Documento de origem:
---*---
Inocêncio III, que recupera e torna ortodoxo aquilo que nunca se teria esperança de ser aceito antes, representa, com seu tratado sobre a missa, uma ponte entre os comentários litúrgicos que o precederam e as Summae, que se seguiriam à entrada de Pedro Lombardo na teologia oficial da Igreja. Não se trata apenas de uma mudança de estilo, de uma nova forma assumida pela teologia, mas sim de uma nova pergunta que era feita ao sacramento eucarístico: a pergunta não é mais sobre o “quem”, isto é, sobre o corpo histórico ou sacramental de Cristo, mas sobre o “como” aquele corpo estava naquelas duas espécies.
Assim, o termo “transubstanciação” foi suplantando todo um léxico que, nos séculos anteriores, havia se formado em torno da consagração das espécies eucarísticas, talvez criando ordem, mas empobrecendo a reflexão teológica. Isso representou uma mudança epocal na interpretação da eucaristia: pela primeira vez, o sacramento do corpo e do sangue de Cristo ia se emancipando do rito, para assumir uma vida própria.
---*---
Entradas de apontamento de objetos rotulados:
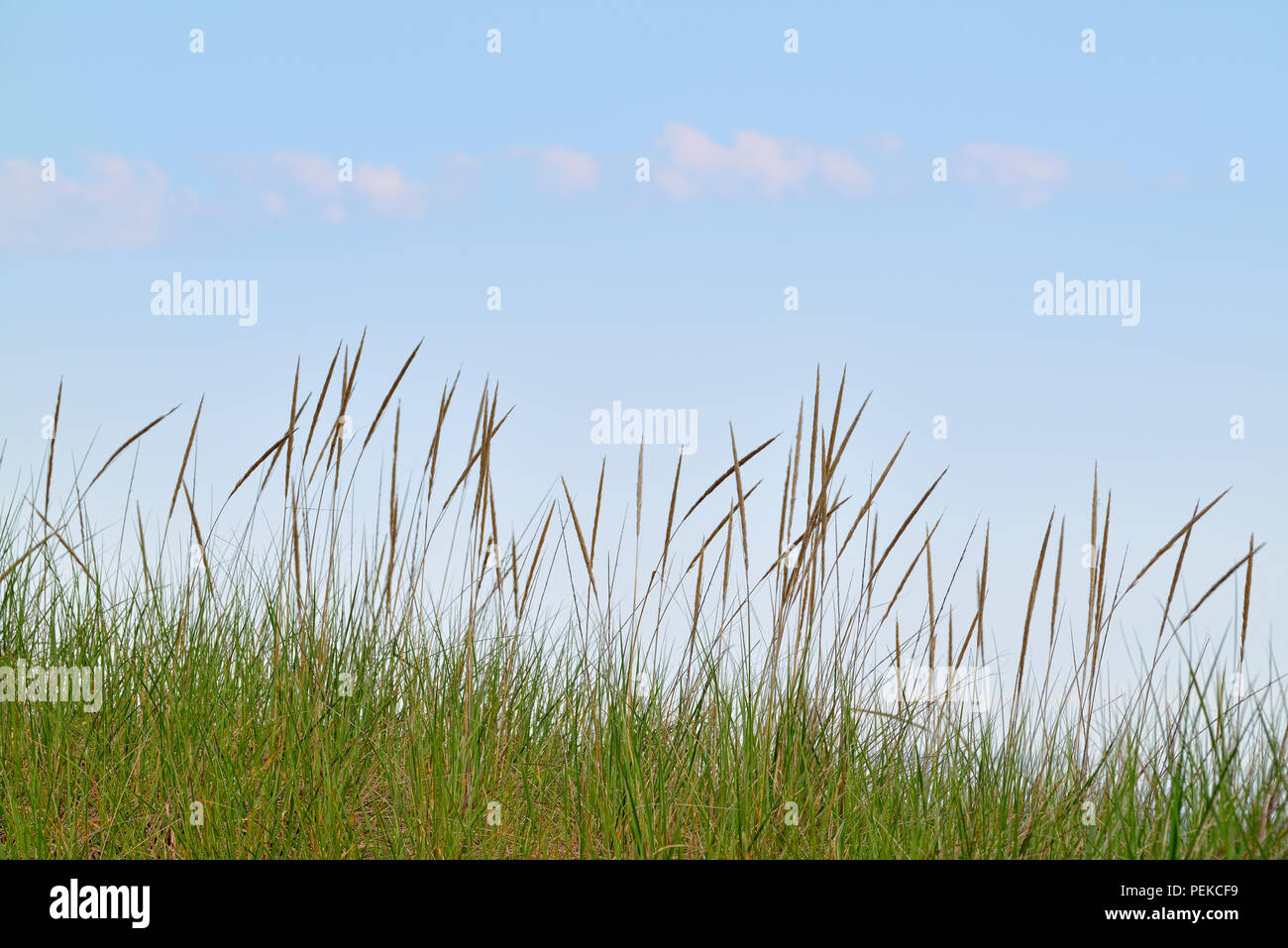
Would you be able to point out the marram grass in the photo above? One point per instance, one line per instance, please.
(546, 695)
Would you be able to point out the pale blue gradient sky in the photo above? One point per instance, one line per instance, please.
(1113, 165)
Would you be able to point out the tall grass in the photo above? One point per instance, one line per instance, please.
(550, 694)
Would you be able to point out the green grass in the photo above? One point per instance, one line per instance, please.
(331, 699)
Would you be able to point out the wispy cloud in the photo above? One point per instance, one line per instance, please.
(692, 165)
(1028, 174)
(384, 189)
(562, 170)
(119, 204)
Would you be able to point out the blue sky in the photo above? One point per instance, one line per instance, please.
(768, 170)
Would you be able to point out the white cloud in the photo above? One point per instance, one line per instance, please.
(1026, 172)
(694, 163)
(119, 204)
(384, 188)
(563, 170)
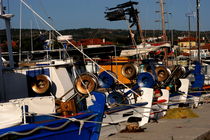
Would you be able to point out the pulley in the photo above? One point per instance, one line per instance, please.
(162, 73)
(145, 79)
(147, 68)
(129, 71)
(85, 83)
(115, 98)
(174, 86)
(106, 79)
(41, 83)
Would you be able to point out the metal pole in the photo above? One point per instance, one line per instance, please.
(198, 29)
(7, 18)
(163, 20)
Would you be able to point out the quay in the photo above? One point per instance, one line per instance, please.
(172, 129)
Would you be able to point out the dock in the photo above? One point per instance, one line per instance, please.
(170, 129)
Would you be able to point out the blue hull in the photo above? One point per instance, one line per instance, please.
(54, 128)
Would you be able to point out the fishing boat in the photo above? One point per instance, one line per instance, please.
(39, 100)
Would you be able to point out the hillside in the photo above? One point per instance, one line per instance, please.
(117, 36)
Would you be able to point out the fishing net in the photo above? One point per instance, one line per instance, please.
(180, 113)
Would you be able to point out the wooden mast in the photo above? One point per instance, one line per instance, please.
(163, 20)
(198, 28)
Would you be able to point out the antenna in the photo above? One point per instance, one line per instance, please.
(119, 13)
(7, 18)
(198, 28)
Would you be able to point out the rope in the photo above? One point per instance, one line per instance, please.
(73, 45)
(53, 128)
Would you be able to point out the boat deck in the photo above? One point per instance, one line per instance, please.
(172, 129)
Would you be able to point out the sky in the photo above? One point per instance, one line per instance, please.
(74, 14)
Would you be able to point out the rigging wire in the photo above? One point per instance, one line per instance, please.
(20, 33)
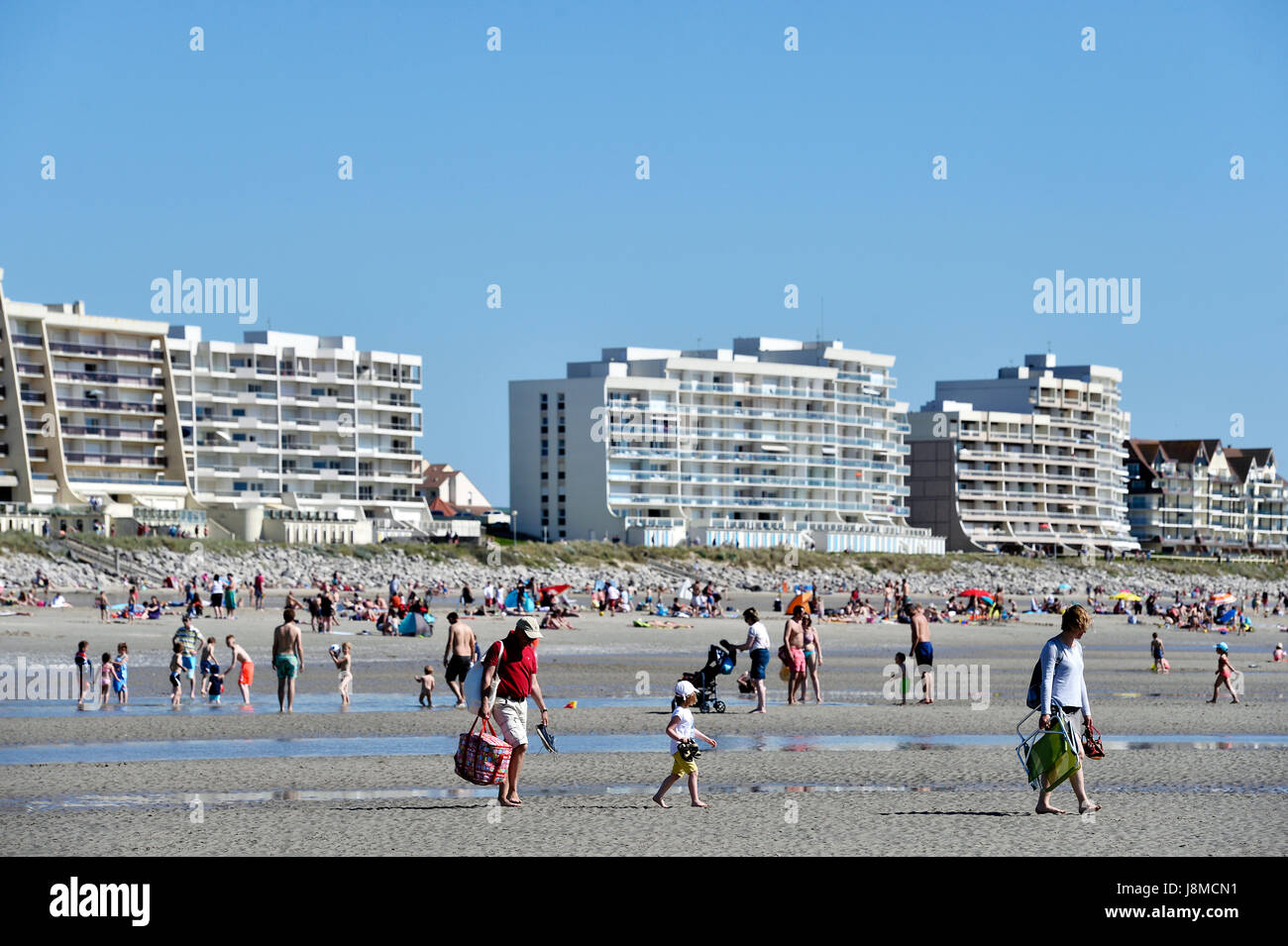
---*---
O exercício: Diga se cada afirmação abaixo está de acordo com o texto sobre a transubstanciação, respondendo sim ou não e citando literalmente as palavras do texto que decidem. 1. Inocêncio III escreveu um tratado sobre a missa. 2. A nova pergunta feita ao sacramento eucarístico dizia respeito ao “quem”. 3. O termo “transubstanciação” enriqueceu a reflexão teológica. As linhas não têm nenhuma relação com o texto.

Resultado final:
1. Sim: «com seu tratado sobre a missa».
2. Não: «a pergunta não é mais sobre o “quem”, isto é, sobre o corpo histórico ou sacramental de Cristo, mas sobre o “como” aquele corpo estava naquelas duas espécies».
3. Não: «talvez criando ordem, mas empobrecendo a reflexão teológica».